[TEXTO PROPORCIONADO]
Hay que detenerse en la belleza de la película: un coche corriendo sobre una carretera en una pradera nevada, o Sal de pie frente a la tumba de su padre, de simetría perfecta, o la luz que cae sobre el sudor en las caras de los personajes: todo es muy hermoso, como una serie de fotografías con una paleta de colores cálidos. También hay actuaciones luminosas: Garrett Hedlund (Dean Moriarty) es salvaje, guapo, brutal y vulnerable a la vez; Viggo Mortensen (Old Bull Lee) es una presencia fúnebre e imponente; Tom Sturridge (Carlo Marx) se roba todas las escenas; Amy Adams -en sus breves apariciones- es la Amy Adams que ha maravillado en cada película, y hasta Kristen Stewart (Marylou) hace otra voz, se desnuda sin pena, mira a Dean desde el fondo del coche con tristeza y abandono, y sus ojos se humedecen sin esfuerzo, y es fácil saber lo que piensa y siente.
Pero todo se queda ahí. Walter Salles ofrece eso, y lo hace con mucha dignidad y hasta holgura; sabe filmar con amplitud de rango y es buen director; se toma libertades literarias desconcertantes (en una escena, Dean tiene sexo por dinero con un señor que se encuentran por ahí y Sal lo mira desde una rendija) y, en resumen, ofrece una road movie de no uno sino varios viajes.
El Dean Moriarty de Salles no es el Dean Moriarty de Kerouac, sino una versión menos compleja, menos inteligente y cultivada y atormentada, pero más sexualizada, con mucho mojo. El Dean Moriarty de Salles es un dios sexual cuyos únicos momentos de locura están sublimados en el baile. El de Kerouac es terrible, un hombre violento que levanta la mano y abandona a todos los que lo aman como él mismo fue abandonado, y vive imbuido en una locura que no se toca, sino que se observa desde la frontera.
Sin embargo, ningún personaje literario de este calibre puede transmutarse en su personaje cinematográfico sin perder su totalidad. Por tanto, no se puede acusar a Salles, o a cualquier otro director que asuma la empresa de filmar una novela calificada como infilmable, de traicionar la esencia de los personajes. Esa esencia, sencillamente, no cabe en dos horas. Si Salles falla es porque no renuncia a la intención de filmar todo lo relevante que ocurre en la novela desde el principio hasta el final, pues más bien lo relevante no es la acción, las escenas, la línea del tiempo, sino otra cosa menos relacionada con la trama.
Lo que le sucede a Salles no es que la novela ofrezca pocas oportunidades de ser filmada y que él haya hecho lo que pudo encontrando orden donde no lo hay, sino que precisamente no lograra contagiarse de ese desorden. Desecha la narración fragmentada y el flujo de consciencia para concentrarse en una narrativa lineal de la que intenta extraer una trama, dibujar el mapa de las andanzas de Sal, darle una estructura a lo que no lo tiene. El espíritu de la novela, que es una cascada, se diluye en un ir y venir. Tal vez, para acercarse a ella, haga falta algo más que exhibir el sexo, las drogas, el camino, el jazz, el sudor. Habría que asumir la locura del narrador.

[PROBLEMA PLANTEADO A]
En la reseña de la película, ¿a qué personaje interpreta Viggo Mortensen?
La reseña y las filas proceden de fuentes distintas.

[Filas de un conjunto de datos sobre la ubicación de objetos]
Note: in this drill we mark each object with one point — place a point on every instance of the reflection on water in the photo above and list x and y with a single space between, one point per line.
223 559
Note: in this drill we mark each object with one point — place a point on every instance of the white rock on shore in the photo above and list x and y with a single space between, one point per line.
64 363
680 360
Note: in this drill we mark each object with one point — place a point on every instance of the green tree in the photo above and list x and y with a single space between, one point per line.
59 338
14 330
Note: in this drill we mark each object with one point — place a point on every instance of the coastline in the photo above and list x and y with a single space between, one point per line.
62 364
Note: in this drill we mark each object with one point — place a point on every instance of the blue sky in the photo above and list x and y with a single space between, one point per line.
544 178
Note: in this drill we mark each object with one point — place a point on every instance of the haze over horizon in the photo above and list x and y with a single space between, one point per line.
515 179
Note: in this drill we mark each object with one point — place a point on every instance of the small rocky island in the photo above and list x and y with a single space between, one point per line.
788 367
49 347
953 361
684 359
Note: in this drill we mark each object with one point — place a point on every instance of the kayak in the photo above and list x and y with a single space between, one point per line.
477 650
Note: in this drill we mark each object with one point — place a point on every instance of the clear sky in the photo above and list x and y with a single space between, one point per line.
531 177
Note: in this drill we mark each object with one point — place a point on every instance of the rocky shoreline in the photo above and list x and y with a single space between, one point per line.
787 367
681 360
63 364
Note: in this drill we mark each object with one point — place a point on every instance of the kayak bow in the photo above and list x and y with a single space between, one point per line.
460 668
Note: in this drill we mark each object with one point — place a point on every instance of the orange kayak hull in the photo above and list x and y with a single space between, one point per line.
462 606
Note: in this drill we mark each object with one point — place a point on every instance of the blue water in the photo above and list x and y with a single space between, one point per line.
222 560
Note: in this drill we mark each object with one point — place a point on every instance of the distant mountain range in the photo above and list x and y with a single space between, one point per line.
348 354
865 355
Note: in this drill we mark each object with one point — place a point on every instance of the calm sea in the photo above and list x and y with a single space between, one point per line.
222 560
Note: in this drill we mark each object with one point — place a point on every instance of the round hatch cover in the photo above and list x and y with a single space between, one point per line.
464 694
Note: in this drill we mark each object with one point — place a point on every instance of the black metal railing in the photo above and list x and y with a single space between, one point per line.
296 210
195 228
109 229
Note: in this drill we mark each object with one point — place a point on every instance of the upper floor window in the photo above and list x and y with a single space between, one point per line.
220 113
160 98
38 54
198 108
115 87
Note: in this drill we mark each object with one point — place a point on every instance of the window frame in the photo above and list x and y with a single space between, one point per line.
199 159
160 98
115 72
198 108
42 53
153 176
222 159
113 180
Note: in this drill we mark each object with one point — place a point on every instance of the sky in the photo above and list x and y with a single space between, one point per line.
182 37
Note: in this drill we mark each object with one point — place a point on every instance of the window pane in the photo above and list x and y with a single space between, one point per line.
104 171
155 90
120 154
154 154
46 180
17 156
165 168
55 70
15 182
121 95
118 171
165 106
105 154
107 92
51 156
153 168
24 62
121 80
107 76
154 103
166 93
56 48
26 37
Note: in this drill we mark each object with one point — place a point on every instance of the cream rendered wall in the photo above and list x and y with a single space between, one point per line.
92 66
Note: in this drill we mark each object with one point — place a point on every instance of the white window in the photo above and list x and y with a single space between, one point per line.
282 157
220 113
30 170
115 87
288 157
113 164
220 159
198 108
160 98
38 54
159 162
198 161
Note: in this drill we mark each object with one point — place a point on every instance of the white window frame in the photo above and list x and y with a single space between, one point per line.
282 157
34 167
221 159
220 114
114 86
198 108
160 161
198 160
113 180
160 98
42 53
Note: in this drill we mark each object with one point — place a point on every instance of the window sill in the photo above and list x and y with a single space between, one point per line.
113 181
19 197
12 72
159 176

[PROBLEMA PLANTEADO B]
Extrae sin cambios las líneas de las filas: empieza en la línea que contiene "of the upper" y termina con la última línea de las filas, ambas incluidas.

[RESULTADO FINAL A]
Viggo Mortensen interpreta a Old Bull Lee.

[RESULTADO FINAL B]
Note: in this drill we mark each object with one point — place a point on every instance of the upper floor window in the photo above and list x and y with a single space between, one point per line.
220 113
160 98
38 54
198 108
115 87
Note: in this drill we mark each object with one point — place a point on every instance of the window frame in the photo above and list x and y with a single space between, one point per line.
199 159
160 98
115 72
198 108
42 53
153 176
222 159
113 180
Note: in this drill we mark each object with one point — place a point on every instance of the sky in the photo above and list x and y with a single space between, one point per line.
182 37
Note: in this drill we mark each object with one point — place a point on every instance of the window pane in the photo above and list x and y with a single space between, one point per line.
104 171
155 90
120 154
154 154
46 180
17 156
165 168
55 70
15 182
121 95
118 171
165 106
105 154
107 92
51 156
153 168
24 62
121 80
107 76
154 103
166 93
56 48
26 37
Note: in this drill we mark each object with one point — place a point on every instance of the cream rendered wall in the photo above and list x and y with a single space between, one point per line.
92 66
Note: in this drill we mark each object with one point — place a point on every instance of the white window in the photo above and list x and y with a single space between, one point per line.
282 157
220 113
30 170
115 87
288 157
113 164
220 159
198 108
160 98
38 54
159 162
198 161
Note: in this drill we mark each object with one point — place a point on every instance of the white window frame in the photo above and list x and y with a single space between, one point per line.
282 157
34 167
221 159
220 114
114 86
198 108
160 161
198 160
113 180
160 98
42 53
Note: in this drill we mark each object with one point — place a point on every instance of the window sill in the photo above and list x and y with a single space between, one point per line.
113 181
19 197
12 72
159 176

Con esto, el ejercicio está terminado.